*EXTRACT*
Junior Benjamin

Personal information
- Date of birth: 13 August 1992 (age 32)
- Place of birth: Antigua and Barbuda
- Position(s): Forward

International career
- Years: Team / Apps / (Gls)
- 2018–: Antigua and Barbuda / 3 / (1)

= Junior Benjamin =

Antiguan association football player

Junior Benjamin (born 13 August 1992) is a professional football player from Antigua and Barbuda who plays for the Antigua and Barbuda national team.

He debuted on 1 April 2018 in a friendly match with Dominica in a 0–0 draw.

On 22 March 2019, Benjamin scored his first goal for Antigua and Barbuda in a 2–1 victory against Curaçao, resulting a qualification spot to League B of the CONCACAF Nations League.

==International career==

===International goals===
Scores and results list Antigua and Barbuda's goal tally first.

*TASK DESCRIPTION*
Reproduce the profile of Junior Benjamin word for word, from "Junior Benjamin (born" up to and including "a 0–0 draw.".

*GIVEN RECORDS*
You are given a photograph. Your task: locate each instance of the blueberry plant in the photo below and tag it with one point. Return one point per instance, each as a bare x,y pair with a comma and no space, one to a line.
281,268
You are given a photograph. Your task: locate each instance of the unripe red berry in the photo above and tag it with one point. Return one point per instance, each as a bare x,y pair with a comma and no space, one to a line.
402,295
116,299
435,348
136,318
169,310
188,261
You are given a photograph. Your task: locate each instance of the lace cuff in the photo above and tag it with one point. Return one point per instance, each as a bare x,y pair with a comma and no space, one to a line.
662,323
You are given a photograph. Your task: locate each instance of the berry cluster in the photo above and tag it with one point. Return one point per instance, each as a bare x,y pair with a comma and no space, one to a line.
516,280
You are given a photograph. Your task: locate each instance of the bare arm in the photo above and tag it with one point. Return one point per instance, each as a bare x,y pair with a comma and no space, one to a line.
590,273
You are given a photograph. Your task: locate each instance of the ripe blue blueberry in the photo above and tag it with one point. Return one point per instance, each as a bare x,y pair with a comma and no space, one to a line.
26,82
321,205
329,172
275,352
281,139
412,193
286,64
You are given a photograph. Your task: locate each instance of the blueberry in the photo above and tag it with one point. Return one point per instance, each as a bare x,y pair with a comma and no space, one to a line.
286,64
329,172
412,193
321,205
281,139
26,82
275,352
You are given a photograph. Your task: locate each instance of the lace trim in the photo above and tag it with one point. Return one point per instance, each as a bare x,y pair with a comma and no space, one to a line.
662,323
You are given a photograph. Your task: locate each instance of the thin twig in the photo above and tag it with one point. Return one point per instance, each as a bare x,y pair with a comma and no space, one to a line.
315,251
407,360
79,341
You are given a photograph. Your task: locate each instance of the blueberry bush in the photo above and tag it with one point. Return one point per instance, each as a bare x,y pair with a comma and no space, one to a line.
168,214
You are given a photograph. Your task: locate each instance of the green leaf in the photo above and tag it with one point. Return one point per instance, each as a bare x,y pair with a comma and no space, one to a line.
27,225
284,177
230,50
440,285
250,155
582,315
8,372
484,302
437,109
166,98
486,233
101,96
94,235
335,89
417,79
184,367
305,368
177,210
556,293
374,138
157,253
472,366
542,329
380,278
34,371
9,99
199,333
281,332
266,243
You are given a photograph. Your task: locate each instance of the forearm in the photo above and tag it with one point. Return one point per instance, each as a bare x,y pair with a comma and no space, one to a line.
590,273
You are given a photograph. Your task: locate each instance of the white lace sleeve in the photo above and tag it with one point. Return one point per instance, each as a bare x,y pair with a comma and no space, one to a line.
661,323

*OUTPUT FOR THIS TASK*
Junior Benjamin (born 13 August 1992) is a professional football player from Antigua and Barbuda who plays for the Antigua and Barbuda national team.

He debuted on 1 April 2018 in a friendly match with Dominica in a 0–0 draw.